Input data:

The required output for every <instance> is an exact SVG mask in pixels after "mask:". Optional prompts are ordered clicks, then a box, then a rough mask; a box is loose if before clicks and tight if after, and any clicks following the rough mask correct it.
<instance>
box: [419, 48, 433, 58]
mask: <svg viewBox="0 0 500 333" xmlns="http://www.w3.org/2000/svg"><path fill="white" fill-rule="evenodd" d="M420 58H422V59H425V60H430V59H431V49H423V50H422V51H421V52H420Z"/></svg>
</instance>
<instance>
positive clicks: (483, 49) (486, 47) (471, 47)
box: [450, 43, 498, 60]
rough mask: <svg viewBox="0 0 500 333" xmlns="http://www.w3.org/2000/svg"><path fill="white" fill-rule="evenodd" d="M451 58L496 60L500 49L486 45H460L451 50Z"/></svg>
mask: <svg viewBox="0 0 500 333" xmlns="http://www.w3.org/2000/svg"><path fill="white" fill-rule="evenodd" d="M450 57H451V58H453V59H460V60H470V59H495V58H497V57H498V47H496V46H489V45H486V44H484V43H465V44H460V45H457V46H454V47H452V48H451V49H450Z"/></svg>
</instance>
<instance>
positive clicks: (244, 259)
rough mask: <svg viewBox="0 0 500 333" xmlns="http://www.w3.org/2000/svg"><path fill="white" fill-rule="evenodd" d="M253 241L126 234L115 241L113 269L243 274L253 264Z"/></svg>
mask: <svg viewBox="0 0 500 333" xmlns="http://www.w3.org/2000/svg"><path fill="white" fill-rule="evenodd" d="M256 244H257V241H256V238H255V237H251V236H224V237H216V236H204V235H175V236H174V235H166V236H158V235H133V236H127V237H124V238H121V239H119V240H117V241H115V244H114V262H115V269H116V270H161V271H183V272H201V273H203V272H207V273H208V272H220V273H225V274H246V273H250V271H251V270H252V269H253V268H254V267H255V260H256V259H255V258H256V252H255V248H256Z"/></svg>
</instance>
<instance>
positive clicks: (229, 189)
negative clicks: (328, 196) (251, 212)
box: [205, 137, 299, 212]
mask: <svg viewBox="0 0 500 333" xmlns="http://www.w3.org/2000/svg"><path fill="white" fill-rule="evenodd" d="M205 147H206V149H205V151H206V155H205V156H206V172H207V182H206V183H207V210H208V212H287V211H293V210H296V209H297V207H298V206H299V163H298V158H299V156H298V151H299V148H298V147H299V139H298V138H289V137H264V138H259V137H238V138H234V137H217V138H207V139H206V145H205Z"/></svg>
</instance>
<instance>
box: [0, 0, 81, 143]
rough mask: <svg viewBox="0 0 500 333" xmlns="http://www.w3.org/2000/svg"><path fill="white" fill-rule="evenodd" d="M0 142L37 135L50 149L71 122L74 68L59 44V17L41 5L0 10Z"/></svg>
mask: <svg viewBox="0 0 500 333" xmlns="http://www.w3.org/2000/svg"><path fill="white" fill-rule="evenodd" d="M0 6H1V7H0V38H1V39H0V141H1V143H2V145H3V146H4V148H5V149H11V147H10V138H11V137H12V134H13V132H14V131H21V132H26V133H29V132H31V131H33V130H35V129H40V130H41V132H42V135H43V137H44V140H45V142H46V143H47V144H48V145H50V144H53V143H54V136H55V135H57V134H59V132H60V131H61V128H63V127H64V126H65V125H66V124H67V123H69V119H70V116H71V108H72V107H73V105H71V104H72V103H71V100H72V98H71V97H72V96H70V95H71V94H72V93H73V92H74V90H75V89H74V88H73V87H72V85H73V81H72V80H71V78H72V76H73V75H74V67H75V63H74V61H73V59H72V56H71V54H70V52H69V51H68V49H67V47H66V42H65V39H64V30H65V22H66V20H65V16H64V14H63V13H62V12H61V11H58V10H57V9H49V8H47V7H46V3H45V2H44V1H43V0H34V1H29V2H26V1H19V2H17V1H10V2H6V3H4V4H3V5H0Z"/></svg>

Work instructions: Your answer must be the lines above, unchanged, from the first one through the line that holds "positive clicks: (244, 259)", inclusive, and no others.

Exercise answer:
The required output for every <instance> is an exact SVG mask in pixels after "mask:". Optional prompts are ordered clicks, then a box, then a rough mask; a box is loose if before clicks and tight if after, and any clicks following the rough mask correct it.
<instance>
box: [419, 48, 433, 58]
mask: <svg viewBox="0 0 500 333" xmlns="http://www.w3.org/2000/svg"><path fill="white" fill-rule="evenodd" d="M420 58H422V59H425V60H430V59H431V49H423V50H422V51H421V52H420Z"/></svg>
</instance>
<instance>
positive clicks: (483, 49) (486, 47) (471, 47)
box: [450, 43, 498, 60]
rough mask: <svg viewBox="0 0 500 333" xmlns="http://www.w3.org/2000/svg"><path fill="white" fill-rule="evenodd" d="M451 58L496 60L500 49L486 45H460L451 50Z"/></svg>
mask: <svg viewBox="0 0 500 333" xmlns="http://www.w3.org/2000/svg"><path fill="white" fill-rule="evenodd" d="M450 57H451V58H453V59H460V60H470V59H495V58H497V57H498V47H496V46H489V45H486V44H484V43H465V44H460V45H457V46H454V47H452V48H451V49H450Z"/></svg>
</instance>
<instance>
positive clicks: (244, 259)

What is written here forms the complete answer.